Written task
In the text on rejecting a Durable Power of Attorney in Florida, copy the passage from "4. Request for" to "principal is alive." word for word.

Legal Grounds for Rejection and Remedies
A Durable Power of Attorney (DPOA) is supposed to make life easier — allowing your chosen agent to handle your financial and legal affairs without delay. But in practice, many Floridians discover that banks, title companies, or insurance agencies sometimes refuse to honor these documents.
So what gives them the right to say “no”? And what can you (or your agent) do about it? Florida law provides a clear framework for when third parties can legitimately reject a DPOA — and when they’re crossing the line into unlawful refusal.
The Legal Duty to Accept a Valid DPOA
Under Florida Statute §709.2120, a third party — such as a bank or business — is required to accept or reject a properly executed power of attorney within a reasonable time.
- “Reasonable time” is defined as four business days after the DPOA is presented.
- If they reject it without valid grounds, they can be held liable for damages, attorney’s fees, and court costs.
This statute was designed to protect Floridians from endless red tape. Before it passed, financial institutions often refused DPOAs for arbitrary reasons, forcing families into court. Now, the law makes it clear: you can’t ignore a valid DPOA just because it’s inconvenient.
Legitimate Reasons a DPOA May Be Rejected
Even though third parties must generally accept a DPOA, they do have the right to refuse under specific legal circumstances.
1. The DPOA Is Invalid or Defective
If the document doesn’t meet Florida’s legal standards, rejection is justified. For example:
- It’s missing required witnesses or notarization.
- It wasn’t executed when the principal was competent.
- It doesn’t clearly identify the agent or their authority.
Florida requires:
- The DPOA must be signed by the principal, two witnesses, and a notary public.
- The document must grant specific powers, not vague or blanket authority.
A bank can refuse a DPOA that fails these requirements.
2. Knowledge of Revocation or Termination
If the institution knows the DPOA has been revoked, superseded, or terminated by death, they are legally required to reject it.
Example:
If someone tries to act under a DPOA after the principal has passed away, the DPOA is no longer valid — all authority ends at death.
3. Suspicion of Forgery or Fraud
A third party can lawfully delay or reject a DPOA if they have good-faith suspicion that:
- The document is forged.
- The principal is being coerced.
- The agent is attempting financial exploitation.
This protection allows institutions to investigate potential elder abuse without liability.
4. Request for Verification
The law permits third parties to request:
- A notarized affidavit from the agent stating that the DPOA is still valid and the principal is alive.

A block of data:
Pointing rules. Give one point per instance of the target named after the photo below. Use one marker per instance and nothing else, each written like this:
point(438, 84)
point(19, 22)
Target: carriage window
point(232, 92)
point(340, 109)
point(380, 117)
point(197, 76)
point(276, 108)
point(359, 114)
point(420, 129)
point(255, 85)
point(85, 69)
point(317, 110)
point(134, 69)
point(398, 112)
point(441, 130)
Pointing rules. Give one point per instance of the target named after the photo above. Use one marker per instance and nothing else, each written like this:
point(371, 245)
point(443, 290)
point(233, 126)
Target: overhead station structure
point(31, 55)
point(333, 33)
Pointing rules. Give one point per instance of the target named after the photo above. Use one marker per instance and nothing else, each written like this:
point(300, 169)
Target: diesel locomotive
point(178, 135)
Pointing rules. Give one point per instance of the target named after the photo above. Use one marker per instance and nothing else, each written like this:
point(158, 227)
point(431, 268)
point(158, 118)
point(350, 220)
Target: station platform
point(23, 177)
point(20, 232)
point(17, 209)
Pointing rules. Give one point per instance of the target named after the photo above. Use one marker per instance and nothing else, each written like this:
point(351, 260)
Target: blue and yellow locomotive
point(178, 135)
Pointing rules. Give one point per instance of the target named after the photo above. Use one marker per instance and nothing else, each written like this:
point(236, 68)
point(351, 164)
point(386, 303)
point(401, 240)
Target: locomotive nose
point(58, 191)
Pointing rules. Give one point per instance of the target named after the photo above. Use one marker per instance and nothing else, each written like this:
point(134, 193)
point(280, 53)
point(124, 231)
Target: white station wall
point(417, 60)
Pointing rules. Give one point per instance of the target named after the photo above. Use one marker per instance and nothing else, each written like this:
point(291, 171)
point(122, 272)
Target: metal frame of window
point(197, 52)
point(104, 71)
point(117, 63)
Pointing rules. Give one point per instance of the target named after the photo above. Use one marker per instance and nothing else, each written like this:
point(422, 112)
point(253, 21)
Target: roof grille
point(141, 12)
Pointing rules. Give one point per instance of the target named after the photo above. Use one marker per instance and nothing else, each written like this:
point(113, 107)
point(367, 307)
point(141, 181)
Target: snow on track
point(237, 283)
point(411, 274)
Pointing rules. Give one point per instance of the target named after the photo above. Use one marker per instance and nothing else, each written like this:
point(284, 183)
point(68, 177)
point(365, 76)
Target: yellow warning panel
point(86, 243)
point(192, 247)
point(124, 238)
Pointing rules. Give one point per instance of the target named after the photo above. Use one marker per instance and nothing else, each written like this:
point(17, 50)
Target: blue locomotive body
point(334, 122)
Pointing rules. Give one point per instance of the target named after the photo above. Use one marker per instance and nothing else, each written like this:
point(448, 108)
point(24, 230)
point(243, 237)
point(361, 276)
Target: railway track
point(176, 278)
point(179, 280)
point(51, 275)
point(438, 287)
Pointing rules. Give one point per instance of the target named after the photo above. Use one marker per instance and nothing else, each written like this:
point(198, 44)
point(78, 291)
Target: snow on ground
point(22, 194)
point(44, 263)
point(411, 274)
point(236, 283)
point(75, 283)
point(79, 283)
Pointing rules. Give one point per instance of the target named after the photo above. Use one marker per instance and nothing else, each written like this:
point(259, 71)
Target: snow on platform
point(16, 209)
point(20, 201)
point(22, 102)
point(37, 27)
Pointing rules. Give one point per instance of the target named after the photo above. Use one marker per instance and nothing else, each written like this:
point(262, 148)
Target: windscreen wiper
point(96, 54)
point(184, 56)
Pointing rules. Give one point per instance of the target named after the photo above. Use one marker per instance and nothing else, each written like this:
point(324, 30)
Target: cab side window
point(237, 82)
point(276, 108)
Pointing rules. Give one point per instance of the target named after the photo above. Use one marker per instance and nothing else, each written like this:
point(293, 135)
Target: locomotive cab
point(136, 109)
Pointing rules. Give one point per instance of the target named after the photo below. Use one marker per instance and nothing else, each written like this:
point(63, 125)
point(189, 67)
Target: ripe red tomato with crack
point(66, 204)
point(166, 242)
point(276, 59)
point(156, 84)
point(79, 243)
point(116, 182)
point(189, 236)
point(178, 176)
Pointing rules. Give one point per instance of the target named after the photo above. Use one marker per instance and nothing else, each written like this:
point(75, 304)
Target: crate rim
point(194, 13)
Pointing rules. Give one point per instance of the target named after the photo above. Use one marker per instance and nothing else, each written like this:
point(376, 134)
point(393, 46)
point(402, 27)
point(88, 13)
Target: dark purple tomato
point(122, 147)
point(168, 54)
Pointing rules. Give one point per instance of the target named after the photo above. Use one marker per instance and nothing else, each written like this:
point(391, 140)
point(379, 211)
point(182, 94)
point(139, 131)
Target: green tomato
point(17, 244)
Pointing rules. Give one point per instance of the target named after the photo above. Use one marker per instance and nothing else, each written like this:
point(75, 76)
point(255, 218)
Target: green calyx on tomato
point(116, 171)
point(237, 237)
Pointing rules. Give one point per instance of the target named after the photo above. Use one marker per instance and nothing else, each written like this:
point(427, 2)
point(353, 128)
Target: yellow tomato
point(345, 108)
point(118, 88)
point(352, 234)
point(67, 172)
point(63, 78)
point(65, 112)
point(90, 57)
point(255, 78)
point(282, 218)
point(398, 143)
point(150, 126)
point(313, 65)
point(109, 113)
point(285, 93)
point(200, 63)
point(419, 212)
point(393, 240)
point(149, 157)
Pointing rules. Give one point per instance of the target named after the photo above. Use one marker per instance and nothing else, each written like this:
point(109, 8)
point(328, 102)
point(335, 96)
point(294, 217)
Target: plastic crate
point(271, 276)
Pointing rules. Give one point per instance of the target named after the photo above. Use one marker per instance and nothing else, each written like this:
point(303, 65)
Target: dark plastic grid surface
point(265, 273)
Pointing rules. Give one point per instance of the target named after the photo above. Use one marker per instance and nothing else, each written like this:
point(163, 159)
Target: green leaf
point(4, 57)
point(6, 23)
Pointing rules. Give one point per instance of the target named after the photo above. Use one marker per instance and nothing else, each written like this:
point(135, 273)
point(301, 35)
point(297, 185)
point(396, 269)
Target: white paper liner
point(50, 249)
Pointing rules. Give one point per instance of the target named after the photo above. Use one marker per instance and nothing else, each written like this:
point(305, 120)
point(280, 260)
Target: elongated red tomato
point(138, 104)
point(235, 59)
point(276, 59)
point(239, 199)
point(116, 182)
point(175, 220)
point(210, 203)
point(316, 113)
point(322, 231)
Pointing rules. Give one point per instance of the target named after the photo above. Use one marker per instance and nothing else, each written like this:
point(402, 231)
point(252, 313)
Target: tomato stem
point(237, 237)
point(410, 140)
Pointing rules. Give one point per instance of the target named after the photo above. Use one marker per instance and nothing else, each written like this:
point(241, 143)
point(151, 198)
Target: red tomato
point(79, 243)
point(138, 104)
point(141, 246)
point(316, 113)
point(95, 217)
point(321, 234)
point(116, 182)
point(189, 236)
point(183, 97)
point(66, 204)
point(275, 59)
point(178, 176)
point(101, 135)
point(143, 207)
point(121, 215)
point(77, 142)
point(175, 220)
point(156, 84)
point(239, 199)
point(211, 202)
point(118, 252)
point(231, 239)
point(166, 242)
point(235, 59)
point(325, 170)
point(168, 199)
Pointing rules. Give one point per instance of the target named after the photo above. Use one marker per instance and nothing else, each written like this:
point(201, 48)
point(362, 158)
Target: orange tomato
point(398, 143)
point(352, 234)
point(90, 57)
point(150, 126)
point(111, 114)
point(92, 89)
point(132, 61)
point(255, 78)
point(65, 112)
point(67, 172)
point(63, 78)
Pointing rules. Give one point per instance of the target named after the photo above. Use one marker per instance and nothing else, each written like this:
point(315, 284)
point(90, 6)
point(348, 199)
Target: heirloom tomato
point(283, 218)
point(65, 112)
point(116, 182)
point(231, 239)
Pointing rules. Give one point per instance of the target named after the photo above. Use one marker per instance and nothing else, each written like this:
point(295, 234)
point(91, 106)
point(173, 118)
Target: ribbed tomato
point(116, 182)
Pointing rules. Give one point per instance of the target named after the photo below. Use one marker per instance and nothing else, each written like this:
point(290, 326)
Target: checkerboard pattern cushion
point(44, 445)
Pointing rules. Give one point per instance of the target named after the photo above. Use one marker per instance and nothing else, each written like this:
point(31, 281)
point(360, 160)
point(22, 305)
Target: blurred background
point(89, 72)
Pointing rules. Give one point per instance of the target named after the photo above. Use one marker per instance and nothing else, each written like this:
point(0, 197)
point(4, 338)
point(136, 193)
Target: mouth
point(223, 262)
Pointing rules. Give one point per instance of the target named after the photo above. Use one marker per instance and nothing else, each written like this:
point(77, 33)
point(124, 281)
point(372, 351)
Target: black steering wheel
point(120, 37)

Response to the exercise
4. Request for Verification
The law permits third parties to request:
- A notarized affidavit from the agent stating that the DPOA is still valid and the principal is alive.